Given problem: Pictures do not belong in the copy; quote every entry below exactly.

Location annotation dataset excerpts:
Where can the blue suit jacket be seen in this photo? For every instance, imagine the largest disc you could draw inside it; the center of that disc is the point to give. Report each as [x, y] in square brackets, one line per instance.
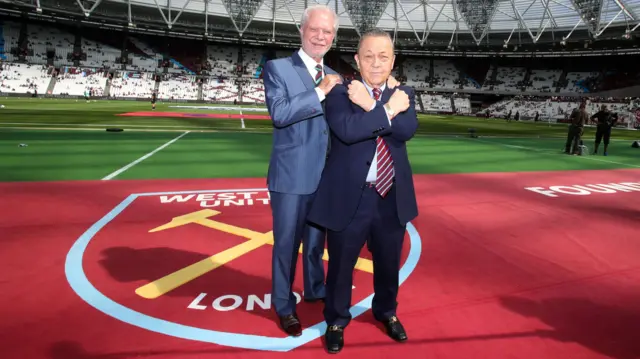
[353, 144]
[301, 134]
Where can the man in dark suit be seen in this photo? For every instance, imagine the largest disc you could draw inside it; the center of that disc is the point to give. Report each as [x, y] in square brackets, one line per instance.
[366, 193]
[295, 89]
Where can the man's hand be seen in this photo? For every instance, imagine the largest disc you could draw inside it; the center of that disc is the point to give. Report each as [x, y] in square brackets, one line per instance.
[359, 95]
[392, 82]
[328, 82]
[399, 101]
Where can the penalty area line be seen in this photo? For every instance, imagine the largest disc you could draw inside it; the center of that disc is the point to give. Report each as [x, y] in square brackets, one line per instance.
[553, 153]
[121, 170]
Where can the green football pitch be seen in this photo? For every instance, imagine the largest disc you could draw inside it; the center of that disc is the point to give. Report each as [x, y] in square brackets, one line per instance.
[53, 139]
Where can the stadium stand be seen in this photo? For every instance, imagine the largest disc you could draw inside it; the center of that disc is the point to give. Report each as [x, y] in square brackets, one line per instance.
[58, 61]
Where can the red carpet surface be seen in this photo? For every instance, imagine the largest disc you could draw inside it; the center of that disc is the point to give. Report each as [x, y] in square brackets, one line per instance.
[518, 265]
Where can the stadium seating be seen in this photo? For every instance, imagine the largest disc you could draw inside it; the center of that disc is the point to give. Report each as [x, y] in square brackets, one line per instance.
[24, 78]
[87, 61]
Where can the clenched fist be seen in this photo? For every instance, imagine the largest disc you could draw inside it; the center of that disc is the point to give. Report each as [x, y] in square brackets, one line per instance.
[359, 95]
[392, 82]
[399, 101]
[328, 82]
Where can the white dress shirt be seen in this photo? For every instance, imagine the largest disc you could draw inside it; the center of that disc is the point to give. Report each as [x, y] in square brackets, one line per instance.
[311, 67]
[373, 170]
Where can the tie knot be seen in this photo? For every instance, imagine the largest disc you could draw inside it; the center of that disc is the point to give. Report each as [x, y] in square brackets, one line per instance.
[376, 93]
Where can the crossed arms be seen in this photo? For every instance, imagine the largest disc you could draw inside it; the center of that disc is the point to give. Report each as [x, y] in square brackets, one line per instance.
[355, 126]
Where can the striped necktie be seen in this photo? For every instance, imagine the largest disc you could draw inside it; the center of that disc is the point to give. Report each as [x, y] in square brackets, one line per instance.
[384, 178]
[318, 74]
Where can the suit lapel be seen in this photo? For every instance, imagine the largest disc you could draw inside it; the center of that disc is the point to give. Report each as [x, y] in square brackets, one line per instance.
[302, 71]
[386, 94]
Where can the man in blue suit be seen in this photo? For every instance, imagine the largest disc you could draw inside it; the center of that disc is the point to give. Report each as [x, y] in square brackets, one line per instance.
[366, 193]
[295, 89]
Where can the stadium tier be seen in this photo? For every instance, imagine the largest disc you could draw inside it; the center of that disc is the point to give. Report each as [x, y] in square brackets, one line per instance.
[53, 60]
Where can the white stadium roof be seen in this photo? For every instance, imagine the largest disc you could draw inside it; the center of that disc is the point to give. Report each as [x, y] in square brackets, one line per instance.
[423, 17]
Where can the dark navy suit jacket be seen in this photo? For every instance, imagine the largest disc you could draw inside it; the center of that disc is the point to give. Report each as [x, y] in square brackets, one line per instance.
[300, 134]
[353, 144]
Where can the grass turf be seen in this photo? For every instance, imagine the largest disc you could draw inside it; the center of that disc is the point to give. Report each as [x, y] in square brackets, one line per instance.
[220, 148]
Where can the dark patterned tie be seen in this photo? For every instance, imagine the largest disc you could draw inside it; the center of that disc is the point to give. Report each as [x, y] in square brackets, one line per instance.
[318, 74]
[384, 178]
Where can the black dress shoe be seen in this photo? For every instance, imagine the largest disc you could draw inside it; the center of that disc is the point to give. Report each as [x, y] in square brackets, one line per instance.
[334, 338]
[291, 325]
[395, 329]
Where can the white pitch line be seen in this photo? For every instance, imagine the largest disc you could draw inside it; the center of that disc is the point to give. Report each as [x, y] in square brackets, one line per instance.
[550, 152]
[116, 173]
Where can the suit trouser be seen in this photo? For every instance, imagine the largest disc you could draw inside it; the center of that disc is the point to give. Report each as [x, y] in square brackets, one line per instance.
[375, 223]
[290, 228]
[573, 139]
[603, 131]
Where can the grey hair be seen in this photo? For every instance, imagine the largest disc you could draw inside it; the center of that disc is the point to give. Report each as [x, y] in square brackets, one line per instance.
[375, 33]
[307, 13]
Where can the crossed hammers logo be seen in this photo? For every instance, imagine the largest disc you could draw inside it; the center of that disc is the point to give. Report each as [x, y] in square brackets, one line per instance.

Problem solution:
Where can the blue suit jacket be seen in this photo? For every instance, imagine the largest disc you could draw inside it; the center of that disc is the point to give. Report each as [x, y] in square brackets, one line per instance.
[353, 144]
[301, 134]
Where can the man in dark suit be seen in this photo? For every instance, imagine the largest disc you could draw inside it; the center of that disc is the point to give. Report each as [x, y] in square brackets, one line per instance.
[366, 193]
[295, 89]
Where can the man's hand be seen in this photo? For every instance, imagine the largest disc you could draw inside it; the center of that disc is the point to give. Report each as [x, y] in square brackets, one line per instance.
[359, 95]
[392, 82]
[328, 82]
[399, 101]
Where can the penalty area line be seen in this photo? For every instance, imagine the largest disc you could draw inside it; the center of that disc is the point to give. Report each as [x, y] in square brackets, one line per instance.
[553, 153]
[121, 170]
Where can the green football pitch be seen in this photo? For every instance, imagine the largest disc you could draw inside it; the center of that disc is the point to give. Report each as [x, y] in square brackets, one line per instance.
[53, 139]
Where can the stadium stand be seen in this photo? For every instance, imagine the largest disc you could draw inside it; the center of that disc is the point to give. Report each as [x, y] in square brackets, one line per instance.
[58, 61]
Where can the red carpet surface be seen in this photo? For every instance, imagine the largest disc you could draw inside it; the center of that disc is the point to give. Report each as [x, y] in square brackets, one line per instance.
[518, 265]
Where can the stadium seating be seen in this photo? For every instance, imagine the largest disc you could draw inside it; the center of that disc is the point to give. Report each as [x, y] in square brackets, one line per instance.
[24, 78]
[87, 61]
Where can the clenched fist be seen in this photo? For every instance, imagine the largest disc you could draw inside it; the center of that disc is the point to give. Report each as [x, y] in square brackets, one line per instance.
[359, 95]
[392, 82]
[399, 101]
[328, 82]
Where can the white dress shirt be seen in this photo? For every instance, imagine the largest disc you could draw inside it; the center of that disc is the point to give. Report each as [x, y] in square brackets, one line per instance.
[311, 67]
[373, 170]
Where can the tie knot be seen in this photo? For every instance, imagine the largest disc you could draw inside it; the center of that disc is the point to give. Report each as [x, y] in square brackets, one line per instance.
[376, 93]
Where can the crossed arms be seen in this photo? For every instance, imagine the largest disc you could draw inside it; the center of that disc is the point to give. Report each as [x, y] in square brackets, one line per instance.
[355, 126]
Where can the striped necktie be seen in this photo? For every instance, imagine the largest disc you could draw inside it; the center of that disc is the point to give. Report each as [x, y] in square brackets, one line per instance.
[384, 178]
[318, 74]
Where can the suit lapel be seen in this photo? For every instance, imagine the largest disc you could draw inside it; the center of that disc is the point to give. Report each as [x, y] in square brackets, one line per instance.
[302, 71]
[386, 94]
Where can the man in blue suit be seen in this photo? For every instance, imagine the largest disc you could draw inside it; the center of that disc is the point to give. Report each as [x, y] in square brackets, one line per instance.
[366, 193]
[295, 89]
Where can the stadium tier be seen in this photo? For every instance, imagine the largest disc you could draw inside it; the center of that disc is the point to give. Report each as [x, y] in square brackets, one line per instance.
[53, 60]
Where can the white stadium roof be seen in this photo? For every instance, imagine the largest disc you could draw inside it; the center of that disc is the point to give. Report each as [x, y] in square brackets, one line per instance.
[423, 17]
Where can the dark navy suit jacket be seen in this photo? For every instance, imagine the largest disc you could draw inside it; the center of that disc is the point to give. Report each as [x, y] in square brackets, one line per instance.
[300, 134]
[353, 144]
Where can the grass turf be seen in this photo? For every instance, imagine the largest disc you could draw inside it; the center of that disc is the point to give. Report each as [x, y] in square brackets, one line per instance.
[220, 148]
Where can the dark patterned tie be seen in this photo? For every instance, imagine the largest disc you could draw inside it; the center of that disc is the point to give. Report each as [x, y] in square brackets, one line per instance.
[318, 74]
[384, 178]
Where can the black dress shoe be seen in this photo? For every instance, imagine the largest disc you could draw inside it; the center of that disc is the point to give. Report each as [x, y] in square brackets, one line per instance.
[334, 338]
[291, 325]
[395, 329]
Where can the white pitch line be seen in this photo? For every instance, imagine the largest disc you could draw inside it; the center of that disc is the point to give. Report each as [x, y] in square brackets, one line per instance.
[550, 152]
[116, 173]
Where can the suit trouser be seen in this photo? For every instance, imagine the largest disc you could draw inside it; the center of that disc is the point to give. Report each as [x, y] in square brackets, one line per instance.
[375, 223]
[290, 228]
[573, 139]
[603, 131]
Where can the grey hair be seen in this photo? For every instance, imagine the largest disc you could draw inside it; the center of that disc is the point to give. Report each as [x, y] in square brackets, one line per instance.
[375, 33]
[307, 13]
Where can the crossed hammers logo be seen in this photo? For every instance, imagine the largest disc you could draw inside it; the center of that disc is the point to give. Report each as [x, y] in square brackets, one line per instance.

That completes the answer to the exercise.